Al institucionalizarse lo grotesco, el arte y la cultura contemporáneos han creado un terreno en el que la trasgresión se vuelve repetitiva y predecible
Lisandro Prieto Femenía
miércoles, 4 de diciembre de 2024, 09:30 h (CET)

"A veces un cigarro es solo un cigarro", Sigmund Freud.


Hoy quiero invitarlos a reflexionar una vez más sobre nuestro tiempo, también conocido como “postmodernidad”, un período caracterizado por la fragmentación de las narrativas, la desconfianza en los metarrelatos y la proliferación de los simulacros, logrando así reconfigurar radicalmente nuestra relación con la estética. En este nuevo escenario cultural, asistimos a un fenómeno singular: la erotización de lo grotesco: lo que otrora era considerado marginal, repulsivo o incluso monstruoso, se ha convertido en objeto de fascinación y deseo, o sea, en moda incuestionable. Esta tendencia, lejos de ser una mera curiosidad estética, revela profundas transformaciones en nuestra sensibilidad y en nuestra manera de concebir el cuerpo, el deseo, la belleza y la identidad. En pocas palabras, amigos míos, hoy vamos a intentar comprender por qué cuesta tanto distinguir una obra de arte de un bodrio.


Analizar la estética de lo feo y la erotización de lo grotesco implica que exploremos temas que desafían la percepción tradicional de la belleza, vinculando el arte, la filosofía y la psicología en una reflexión sobre los límites estéticos y emocionales de nuestra época. Evidentemente, eso no lo vamos a lograr en un simple artículo de reflexión filosófica en este periódico, pero al menos podemos aprender un poco sobre el asunto mientras deshilachamos algunas trivialidades que se han convertido en cánones de la estética postmoderna.

::::

TRABAJO POR REALIZAR: Transcriba del artículo sobre la erotización de lo grotesco el pasaje que comienza con "Hoy quiero invitarlos" y continúa hasta "de un bodrio.". Las filas constituyen material aparte, sin relación con el artículo sobre la erotización de lo grotesco.

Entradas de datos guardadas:
::::

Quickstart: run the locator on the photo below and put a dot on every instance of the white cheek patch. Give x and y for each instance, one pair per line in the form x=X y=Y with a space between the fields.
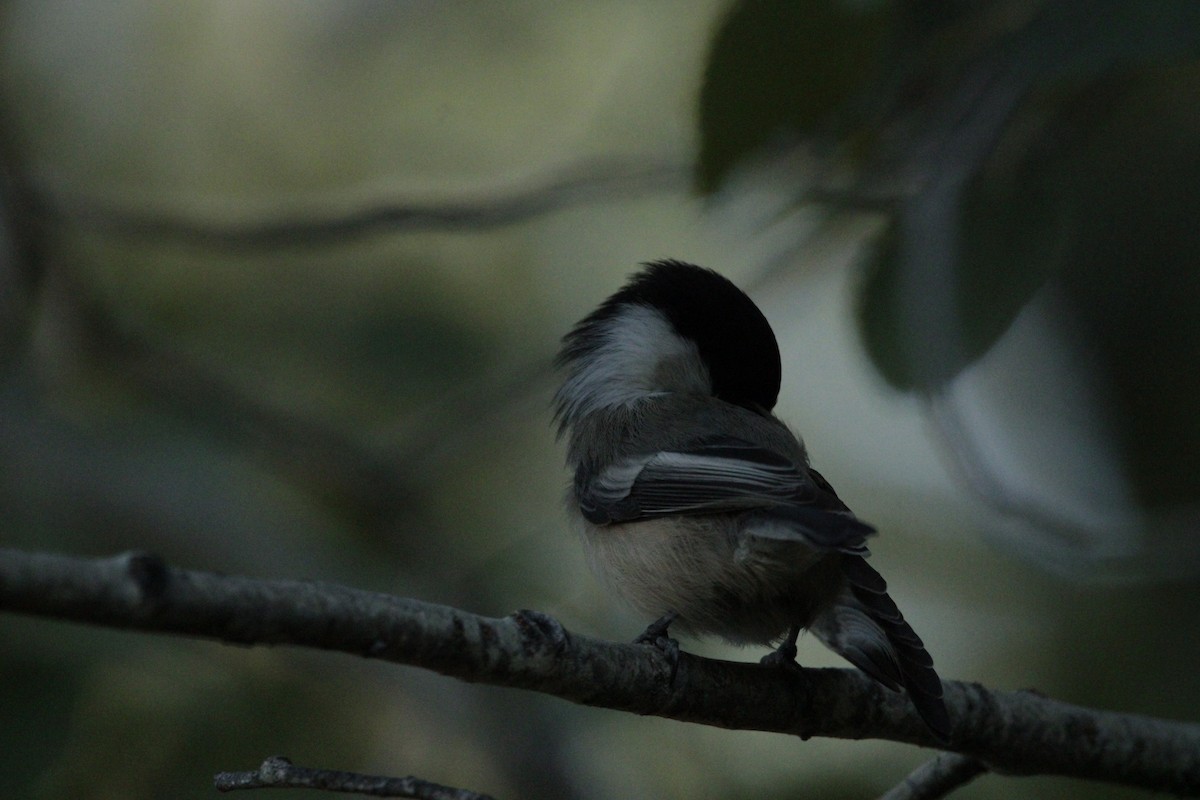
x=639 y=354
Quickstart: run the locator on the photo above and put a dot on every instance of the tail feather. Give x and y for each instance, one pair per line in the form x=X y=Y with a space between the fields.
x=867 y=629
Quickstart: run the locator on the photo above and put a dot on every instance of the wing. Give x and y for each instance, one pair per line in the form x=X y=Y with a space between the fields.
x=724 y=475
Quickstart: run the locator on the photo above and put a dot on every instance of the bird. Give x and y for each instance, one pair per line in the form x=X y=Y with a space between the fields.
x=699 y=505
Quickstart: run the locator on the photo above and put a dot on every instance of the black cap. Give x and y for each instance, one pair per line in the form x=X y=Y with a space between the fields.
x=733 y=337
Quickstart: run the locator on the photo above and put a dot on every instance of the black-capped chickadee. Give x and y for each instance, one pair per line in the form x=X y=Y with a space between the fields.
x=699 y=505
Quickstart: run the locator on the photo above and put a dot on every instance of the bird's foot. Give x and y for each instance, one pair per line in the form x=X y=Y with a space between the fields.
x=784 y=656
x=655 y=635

::::

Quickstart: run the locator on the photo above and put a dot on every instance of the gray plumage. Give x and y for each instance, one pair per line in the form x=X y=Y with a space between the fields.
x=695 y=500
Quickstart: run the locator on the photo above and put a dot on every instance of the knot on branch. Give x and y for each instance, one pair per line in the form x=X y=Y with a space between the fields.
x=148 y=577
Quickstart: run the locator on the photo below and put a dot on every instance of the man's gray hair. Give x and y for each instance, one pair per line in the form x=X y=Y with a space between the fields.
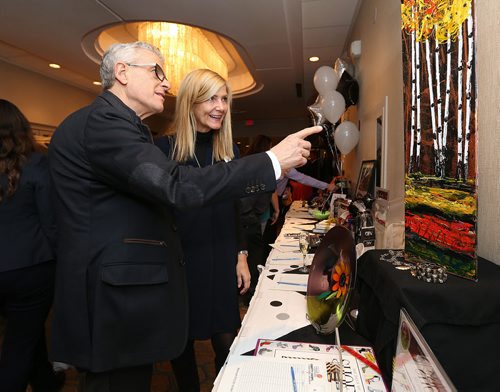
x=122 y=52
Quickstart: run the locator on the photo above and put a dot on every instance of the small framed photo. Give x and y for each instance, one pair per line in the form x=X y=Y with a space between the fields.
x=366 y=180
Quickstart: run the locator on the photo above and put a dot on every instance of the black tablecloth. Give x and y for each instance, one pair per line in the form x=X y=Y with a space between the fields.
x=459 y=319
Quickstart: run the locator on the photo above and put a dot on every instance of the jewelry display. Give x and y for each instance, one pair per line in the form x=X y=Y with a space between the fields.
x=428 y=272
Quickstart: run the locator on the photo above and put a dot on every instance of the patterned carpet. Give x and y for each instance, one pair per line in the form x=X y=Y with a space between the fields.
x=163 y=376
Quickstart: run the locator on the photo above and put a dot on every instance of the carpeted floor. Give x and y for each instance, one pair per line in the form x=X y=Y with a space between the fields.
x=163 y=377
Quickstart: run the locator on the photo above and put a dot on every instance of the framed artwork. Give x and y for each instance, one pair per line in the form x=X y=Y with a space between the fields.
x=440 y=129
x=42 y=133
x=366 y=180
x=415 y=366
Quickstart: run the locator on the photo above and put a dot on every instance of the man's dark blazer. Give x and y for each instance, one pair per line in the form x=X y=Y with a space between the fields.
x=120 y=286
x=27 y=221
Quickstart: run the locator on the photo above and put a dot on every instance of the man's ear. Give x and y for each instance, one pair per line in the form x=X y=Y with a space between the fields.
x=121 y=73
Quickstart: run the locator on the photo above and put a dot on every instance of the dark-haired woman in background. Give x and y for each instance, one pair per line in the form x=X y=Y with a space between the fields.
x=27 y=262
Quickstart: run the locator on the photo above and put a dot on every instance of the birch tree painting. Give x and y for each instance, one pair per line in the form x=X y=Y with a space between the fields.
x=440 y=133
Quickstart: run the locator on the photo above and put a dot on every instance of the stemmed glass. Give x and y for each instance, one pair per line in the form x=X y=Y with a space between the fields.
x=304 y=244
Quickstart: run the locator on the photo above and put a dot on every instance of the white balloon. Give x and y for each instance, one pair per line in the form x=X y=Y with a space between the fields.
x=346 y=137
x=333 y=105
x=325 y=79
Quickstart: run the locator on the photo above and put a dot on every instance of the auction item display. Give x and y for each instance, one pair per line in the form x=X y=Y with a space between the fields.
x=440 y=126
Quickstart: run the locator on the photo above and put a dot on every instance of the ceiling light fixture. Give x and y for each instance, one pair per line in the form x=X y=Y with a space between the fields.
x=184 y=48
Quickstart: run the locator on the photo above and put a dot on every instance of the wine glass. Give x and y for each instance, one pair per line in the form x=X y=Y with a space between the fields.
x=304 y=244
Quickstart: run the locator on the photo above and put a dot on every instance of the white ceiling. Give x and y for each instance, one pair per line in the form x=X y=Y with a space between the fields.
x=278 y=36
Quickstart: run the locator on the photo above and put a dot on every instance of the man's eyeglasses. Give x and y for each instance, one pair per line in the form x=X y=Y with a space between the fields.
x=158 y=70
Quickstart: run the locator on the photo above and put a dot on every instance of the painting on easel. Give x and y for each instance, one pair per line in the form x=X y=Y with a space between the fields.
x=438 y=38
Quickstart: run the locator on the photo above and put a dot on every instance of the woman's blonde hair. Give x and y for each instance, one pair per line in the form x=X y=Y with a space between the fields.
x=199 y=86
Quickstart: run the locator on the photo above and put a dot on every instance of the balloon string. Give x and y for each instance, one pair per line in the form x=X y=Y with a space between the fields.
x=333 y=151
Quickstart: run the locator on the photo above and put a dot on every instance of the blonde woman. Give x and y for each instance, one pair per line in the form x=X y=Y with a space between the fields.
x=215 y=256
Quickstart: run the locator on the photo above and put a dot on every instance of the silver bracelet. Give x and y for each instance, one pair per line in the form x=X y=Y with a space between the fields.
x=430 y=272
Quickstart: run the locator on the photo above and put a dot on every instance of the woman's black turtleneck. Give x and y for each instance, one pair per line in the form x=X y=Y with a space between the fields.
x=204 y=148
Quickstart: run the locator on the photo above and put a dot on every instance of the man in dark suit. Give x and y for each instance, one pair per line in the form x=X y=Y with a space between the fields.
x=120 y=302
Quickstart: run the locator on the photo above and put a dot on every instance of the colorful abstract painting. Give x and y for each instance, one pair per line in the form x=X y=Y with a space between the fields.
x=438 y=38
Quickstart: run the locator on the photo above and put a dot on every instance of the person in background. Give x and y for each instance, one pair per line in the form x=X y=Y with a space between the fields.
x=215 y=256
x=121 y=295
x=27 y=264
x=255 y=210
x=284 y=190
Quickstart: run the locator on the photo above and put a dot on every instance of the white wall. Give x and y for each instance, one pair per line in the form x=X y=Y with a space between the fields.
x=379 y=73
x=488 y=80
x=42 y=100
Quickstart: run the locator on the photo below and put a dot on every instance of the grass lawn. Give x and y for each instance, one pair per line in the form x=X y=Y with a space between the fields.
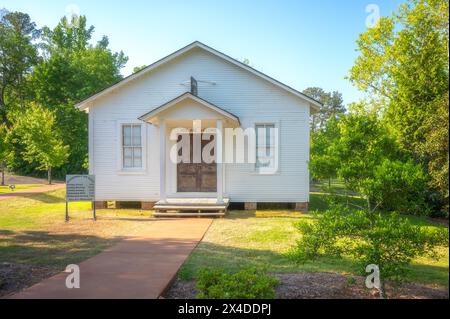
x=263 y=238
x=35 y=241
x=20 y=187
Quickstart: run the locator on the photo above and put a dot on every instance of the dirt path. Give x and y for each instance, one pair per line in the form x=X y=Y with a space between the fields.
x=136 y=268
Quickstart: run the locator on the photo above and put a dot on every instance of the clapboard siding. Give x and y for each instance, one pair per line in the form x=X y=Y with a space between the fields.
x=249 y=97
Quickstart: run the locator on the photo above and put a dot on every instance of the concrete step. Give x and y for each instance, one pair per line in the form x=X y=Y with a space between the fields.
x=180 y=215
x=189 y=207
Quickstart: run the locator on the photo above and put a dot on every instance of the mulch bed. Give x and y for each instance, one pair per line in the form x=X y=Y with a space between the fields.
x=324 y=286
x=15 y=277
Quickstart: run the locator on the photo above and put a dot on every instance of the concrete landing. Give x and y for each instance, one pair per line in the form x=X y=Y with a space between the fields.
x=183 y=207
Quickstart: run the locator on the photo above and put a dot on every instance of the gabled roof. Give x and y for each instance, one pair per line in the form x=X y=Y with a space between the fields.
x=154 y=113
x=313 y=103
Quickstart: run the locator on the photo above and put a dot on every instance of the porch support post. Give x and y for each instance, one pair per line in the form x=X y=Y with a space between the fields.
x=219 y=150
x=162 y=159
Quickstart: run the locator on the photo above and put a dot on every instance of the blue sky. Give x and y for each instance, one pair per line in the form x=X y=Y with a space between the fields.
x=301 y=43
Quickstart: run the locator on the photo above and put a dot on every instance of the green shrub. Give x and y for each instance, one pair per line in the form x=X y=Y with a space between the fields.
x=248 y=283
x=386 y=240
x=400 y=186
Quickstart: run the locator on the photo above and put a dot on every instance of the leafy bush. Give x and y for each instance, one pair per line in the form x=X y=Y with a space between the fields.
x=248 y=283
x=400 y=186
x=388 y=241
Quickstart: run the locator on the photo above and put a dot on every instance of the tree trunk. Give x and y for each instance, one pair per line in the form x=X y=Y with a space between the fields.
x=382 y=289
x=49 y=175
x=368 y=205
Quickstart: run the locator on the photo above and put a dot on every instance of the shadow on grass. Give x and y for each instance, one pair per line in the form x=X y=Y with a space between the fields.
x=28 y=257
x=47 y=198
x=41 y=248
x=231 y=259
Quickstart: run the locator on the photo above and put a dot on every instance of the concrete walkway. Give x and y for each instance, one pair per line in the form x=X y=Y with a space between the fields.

::::

SOLUCIÓN:
Hoy quiero invitarlos a reflexionar una vez más sobre nuestro tiempo, también conocido como “postmodernidad”, un período caracterizado por la fragmentación de las narrativas, la desconfianza en los metarrelatos y la proliferación de los simulacros, logrando así reconfigurar radicalmente nuestra relación con la estética. En este nuevo escenario cultural, asistimos a un fenómeno singular: la erotización de lo grotesco: lo que otrora era considerado marginal, repulsivo o incluso monstruoso, se ha convertido en objeto de fascinación y deseo, o sea, en moda incuestionable. Esta tendencia, lejos de ser una mera curiosidad estética, revela profundas transformaciones en nuestra sensibilidad y en nuestra manera de concebir el cuerpo, el deseo, la belleza y la identidad. En pocas palabras, amigos míos, hoy vamos a intentar comprender por qué cuesta tanto distinguir una obra de arte de un bodrio.